(Data entries)
Start of Block
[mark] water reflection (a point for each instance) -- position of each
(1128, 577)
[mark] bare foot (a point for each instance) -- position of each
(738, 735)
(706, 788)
End of Block
### Problem to work on
Word for word, write out all of the entries again.

### Response to the task
[mark] water reflection (a point for each instance) -- position of each
(1128, 577)
[mark] bare foot (a point for each instance) -- position of each
(738, 735)
(706, 788)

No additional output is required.